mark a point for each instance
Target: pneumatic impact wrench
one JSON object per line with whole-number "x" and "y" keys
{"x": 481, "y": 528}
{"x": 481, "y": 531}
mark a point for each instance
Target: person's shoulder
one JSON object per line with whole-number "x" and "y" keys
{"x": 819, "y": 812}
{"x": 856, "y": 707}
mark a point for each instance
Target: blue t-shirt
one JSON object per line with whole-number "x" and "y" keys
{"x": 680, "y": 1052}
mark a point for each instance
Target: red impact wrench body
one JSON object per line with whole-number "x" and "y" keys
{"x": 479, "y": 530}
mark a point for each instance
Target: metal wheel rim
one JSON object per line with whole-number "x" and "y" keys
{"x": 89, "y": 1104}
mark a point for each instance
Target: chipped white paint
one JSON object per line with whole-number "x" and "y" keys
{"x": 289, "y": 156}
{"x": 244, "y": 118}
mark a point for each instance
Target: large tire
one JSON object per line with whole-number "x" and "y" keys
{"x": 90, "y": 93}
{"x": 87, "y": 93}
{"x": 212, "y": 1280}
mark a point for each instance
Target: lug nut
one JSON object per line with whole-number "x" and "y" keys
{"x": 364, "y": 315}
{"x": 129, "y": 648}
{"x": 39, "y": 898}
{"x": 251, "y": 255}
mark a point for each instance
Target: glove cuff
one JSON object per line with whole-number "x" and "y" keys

▬▬▬▬▬▬

▸ **WHAT IS NEEDED**
Copy all of the entries above line for line, without changing anything.

▸ **EXERCISE SOLUTION**
mark a point for each instance
Target: pneumatic impact wrench
one JSON object per line with whole-number "x" and "y" keys
{"x": 481, "y": 528}
{"x": 481, "y": 531}
mark a point for each instance
Target: person's shoulder
one JSON object per line with whole-number "x" and "y" keys
{"x": 819, "y": 812}
{"x": 856, "y": 707}
mark a point for each instance
Target: blue t-shirt
one JSON object per line with whole-number "x" and "y" keys
{"x": 680, "y": 1052}
mark a point for each instance
Target: red impact wrench body
one JSON object per line with whole-number "x" and "y" keys
{"x": 479, "y": 530}
mark a point for each instance
Target: metal wheel rim
one JSON object per line with whole-number "x" and "y" keys
{"x": 89, "y": 1104}
mark a point for each instance
Target: chipped white paint
one JSON object per line with whole-number "x" and "y" keys
{"x": 289, "y": 156}
{"x": 244, "y": 118}
mark a point for each instance
Target: large tire
one JSON object per line with whole-number "x" and "y" keys
{"x": 90, "y": 93}
{"x": 87, "y": 93}
{"x": 212, "y": 1280}
mark a point for each instance
Target: lug nut
one JSON object per line with whole-number "x" and "y" keys
{"x": 364, "y": 315}
{"x": 129, "y": 648}
{"x": 39, "y": 898}
{"x": 251, "y": 255}
mark a point for each instance
Target: glove cuff
one JSON object per line with whole-number "x" and "y" keys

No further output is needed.